Objective
Reproduce the items below word for word, everything from the start down to the line containing "pixel 319 122", including that line.

[Records from a dataset]
○ ○ ○ ○ ○ ○ ○
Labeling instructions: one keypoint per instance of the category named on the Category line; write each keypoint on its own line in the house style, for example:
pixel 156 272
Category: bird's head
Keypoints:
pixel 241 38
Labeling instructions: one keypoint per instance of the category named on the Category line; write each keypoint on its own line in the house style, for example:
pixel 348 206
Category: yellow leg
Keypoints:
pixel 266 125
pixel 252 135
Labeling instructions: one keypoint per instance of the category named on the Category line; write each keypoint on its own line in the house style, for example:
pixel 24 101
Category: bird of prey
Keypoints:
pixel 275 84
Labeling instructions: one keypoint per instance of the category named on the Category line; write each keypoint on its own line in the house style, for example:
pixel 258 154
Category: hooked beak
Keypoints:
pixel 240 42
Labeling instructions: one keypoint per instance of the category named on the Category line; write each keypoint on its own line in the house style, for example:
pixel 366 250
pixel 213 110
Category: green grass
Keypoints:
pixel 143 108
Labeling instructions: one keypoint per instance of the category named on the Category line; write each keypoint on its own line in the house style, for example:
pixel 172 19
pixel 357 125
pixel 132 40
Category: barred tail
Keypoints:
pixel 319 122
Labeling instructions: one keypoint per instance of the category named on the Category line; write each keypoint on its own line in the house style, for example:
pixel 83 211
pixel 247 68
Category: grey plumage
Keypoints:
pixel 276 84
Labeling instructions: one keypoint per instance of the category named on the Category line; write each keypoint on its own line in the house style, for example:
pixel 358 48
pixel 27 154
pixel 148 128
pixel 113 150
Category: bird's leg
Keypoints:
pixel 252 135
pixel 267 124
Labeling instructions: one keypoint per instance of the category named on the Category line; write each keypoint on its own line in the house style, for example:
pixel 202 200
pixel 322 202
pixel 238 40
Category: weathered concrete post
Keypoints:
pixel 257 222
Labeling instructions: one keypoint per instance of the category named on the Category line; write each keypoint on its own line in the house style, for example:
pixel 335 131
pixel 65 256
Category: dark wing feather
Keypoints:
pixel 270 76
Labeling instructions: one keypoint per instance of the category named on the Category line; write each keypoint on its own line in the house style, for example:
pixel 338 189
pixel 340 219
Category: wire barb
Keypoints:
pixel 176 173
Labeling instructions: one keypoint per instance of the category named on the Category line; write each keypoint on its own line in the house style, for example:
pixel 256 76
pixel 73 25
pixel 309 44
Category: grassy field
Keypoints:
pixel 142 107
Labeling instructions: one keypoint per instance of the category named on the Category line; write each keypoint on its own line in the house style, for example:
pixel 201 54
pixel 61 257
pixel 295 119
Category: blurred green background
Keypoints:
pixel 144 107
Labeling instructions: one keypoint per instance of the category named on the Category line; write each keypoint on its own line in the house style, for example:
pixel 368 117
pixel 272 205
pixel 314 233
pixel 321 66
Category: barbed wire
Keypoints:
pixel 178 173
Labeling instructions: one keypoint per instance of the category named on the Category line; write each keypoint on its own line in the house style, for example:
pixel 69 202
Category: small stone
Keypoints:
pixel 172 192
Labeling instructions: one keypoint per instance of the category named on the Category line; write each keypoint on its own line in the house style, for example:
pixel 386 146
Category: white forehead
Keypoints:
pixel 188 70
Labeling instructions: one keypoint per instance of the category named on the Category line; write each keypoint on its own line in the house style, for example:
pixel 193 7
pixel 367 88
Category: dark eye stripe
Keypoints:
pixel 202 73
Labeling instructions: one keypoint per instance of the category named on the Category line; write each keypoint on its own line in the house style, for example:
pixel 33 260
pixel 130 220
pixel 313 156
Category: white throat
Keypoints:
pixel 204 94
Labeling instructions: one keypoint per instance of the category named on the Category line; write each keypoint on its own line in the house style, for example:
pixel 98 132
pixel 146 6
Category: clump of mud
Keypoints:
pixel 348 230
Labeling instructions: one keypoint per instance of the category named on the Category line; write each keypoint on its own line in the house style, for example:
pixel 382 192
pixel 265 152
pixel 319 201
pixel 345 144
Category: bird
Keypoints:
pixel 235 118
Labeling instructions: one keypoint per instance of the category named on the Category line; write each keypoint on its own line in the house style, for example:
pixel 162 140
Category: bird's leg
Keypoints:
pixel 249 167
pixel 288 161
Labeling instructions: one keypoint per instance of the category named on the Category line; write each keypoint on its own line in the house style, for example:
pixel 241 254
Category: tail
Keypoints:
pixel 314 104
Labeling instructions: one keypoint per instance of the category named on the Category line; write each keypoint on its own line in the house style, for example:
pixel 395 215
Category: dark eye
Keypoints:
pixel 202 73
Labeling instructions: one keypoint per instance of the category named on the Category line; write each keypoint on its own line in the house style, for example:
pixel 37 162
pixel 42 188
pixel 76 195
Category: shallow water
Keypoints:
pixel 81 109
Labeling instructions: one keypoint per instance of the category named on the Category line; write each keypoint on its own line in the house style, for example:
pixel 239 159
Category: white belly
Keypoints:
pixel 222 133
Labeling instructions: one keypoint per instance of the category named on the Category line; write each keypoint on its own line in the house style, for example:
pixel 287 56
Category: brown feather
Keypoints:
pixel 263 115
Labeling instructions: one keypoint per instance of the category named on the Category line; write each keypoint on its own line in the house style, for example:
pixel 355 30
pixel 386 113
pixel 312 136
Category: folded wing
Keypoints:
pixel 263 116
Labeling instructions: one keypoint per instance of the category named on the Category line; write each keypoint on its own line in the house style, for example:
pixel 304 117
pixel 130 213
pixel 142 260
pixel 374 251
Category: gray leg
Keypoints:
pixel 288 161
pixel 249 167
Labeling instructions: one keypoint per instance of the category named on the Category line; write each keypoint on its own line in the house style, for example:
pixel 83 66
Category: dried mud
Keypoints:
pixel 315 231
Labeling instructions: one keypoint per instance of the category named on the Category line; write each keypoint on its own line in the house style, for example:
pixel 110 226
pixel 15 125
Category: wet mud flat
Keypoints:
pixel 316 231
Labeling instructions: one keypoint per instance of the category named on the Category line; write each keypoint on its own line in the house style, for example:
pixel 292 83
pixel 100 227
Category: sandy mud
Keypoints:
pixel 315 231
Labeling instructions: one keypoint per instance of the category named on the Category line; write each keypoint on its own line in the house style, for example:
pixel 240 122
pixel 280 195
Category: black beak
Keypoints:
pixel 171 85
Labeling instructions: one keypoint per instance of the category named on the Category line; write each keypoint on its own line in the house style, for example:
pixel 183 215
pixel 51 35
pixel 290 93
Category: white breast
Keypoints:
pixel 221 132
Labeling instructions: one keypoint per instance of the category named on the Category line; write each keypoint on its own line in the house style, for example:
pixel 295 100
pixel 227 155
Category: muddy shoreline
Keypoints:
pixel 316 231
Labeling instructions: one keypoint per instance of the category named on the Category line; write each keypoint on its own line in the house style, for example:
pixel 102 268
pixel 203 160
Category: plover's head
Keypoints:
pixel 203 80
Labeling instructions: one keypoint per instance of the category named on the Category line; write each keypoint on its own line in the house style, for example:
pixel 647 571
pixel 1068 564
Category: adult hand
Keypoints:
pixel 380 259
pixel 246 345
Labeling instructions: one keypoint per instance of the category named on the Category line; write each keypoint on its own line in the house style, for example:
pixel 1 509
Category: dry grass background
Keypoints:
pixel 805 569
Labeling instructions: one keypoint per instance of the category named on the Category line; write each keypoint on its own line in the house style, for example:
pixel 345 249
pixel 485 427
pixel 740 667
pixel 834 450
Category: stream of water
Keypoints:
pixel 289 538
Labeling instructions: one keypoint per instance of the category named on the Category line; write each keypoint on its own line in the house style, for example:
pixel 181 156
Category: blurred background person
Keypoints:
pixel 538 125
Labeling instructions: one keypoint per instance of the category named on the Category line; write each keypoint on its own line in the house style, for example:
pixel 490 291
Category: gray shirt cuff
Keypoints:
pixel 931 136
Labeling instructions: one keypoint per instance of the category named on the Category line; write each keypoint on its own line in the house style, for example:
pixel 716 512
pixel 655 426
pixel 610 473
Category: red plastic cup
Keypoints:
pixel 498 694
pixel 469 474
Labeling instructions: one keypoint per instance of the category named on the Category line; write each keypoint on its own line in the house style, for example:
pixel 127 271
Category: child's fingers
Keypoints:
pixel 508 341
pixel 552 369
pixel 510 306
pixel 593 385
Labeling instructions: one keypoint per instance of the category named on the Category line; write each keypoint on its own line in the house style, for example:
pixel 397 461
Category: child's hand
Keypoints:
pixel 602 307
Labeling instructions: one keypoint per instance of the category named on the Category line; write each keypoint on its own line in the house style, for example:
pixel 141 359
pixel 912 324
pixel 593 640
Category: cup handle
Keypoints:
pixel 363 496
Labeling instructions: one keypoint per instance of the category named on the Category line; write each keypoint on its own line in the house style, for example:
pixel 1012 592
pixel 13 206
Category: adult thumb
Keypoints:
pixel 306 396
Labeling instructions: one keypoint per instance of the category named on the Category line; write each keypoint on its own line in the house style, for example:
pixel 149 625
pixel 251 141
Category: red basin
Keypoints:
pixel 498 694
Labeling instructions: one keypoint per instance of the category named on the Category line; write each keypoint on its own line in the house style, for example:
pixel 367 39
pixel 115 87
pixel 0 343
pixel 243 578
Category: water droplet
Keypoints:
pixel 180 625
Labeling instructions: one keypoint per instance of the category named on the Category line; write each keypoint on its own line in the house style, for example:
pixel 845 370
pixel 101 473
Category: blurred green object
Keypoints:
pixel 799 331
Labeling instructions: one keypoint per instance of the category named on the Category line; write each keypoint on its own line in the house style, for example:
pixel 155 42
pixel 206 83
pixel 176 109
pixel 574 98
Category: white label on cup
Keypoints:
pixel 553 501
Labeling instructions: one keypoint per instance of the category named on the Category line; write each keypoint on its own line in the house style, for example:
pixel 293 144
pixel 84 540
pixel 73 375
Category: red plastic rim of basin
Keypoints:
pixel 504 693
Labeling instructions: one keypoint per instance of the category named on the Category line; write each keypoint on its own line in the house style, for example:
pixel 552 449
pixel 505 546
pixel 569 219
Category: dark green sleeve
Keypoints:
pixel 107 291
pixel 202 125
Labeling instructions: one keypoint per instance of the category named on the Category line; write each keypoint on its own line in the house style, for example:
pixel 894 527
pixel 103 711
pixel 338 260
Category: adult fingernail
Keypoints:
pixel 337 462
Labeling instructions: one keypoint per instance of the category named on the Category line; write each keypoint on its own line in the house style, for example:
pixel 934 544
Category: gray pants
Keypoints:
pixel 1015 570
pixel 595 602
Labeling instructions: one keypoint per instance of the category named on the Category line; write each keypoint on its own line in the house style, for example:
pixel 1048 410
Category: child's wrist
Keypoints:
○ ○ ○ ○ ○ ○ ○
Written answer
Labeling instructions: one keypoint per instance of the category named on the Category line; write each keypoint on its own line in the house style, for example:
pixel 156 272
Category: bird's head
Keypoints:
pixel 241 38
Labeling instructions: one keypoint per instance of the category named on the Category line; write each keypoint on its own line in the house style, for example:
pixel 348 206
Category: yellow leg
Keypoints:
pixel 266 125
pixel 252 135
Labeling instructions: one keypoint per instance of the category named on the Category line; write each keypoint on its own line in the house style, for example:
pixel 24 101
Category: bird of prey
Keypoints:
pixel 275 84
Labeling instructions: one keypoint per instance of the category named on the Category line; write each keypoint on its own line in the house style, for example:
pixel 258 154
Category: hooked beak
Keypoints:
pixel 240 42
Labeling instructions: one keypoint per instance of the category named on the Category line; write each keypoint on its own line in the house style, for example:
pixel 366 250
pixel 213 110
Category: green grass
Keypoints:
pixel 143 108
Labeling instructions: one keypoint per instance of the category named on the Category line; write each keypoint on its own line in the house style, for example:
pixel 172 19
pixel 357 125
pixel 132 40
Category: barred tail
Keypoints:
pixel 319 122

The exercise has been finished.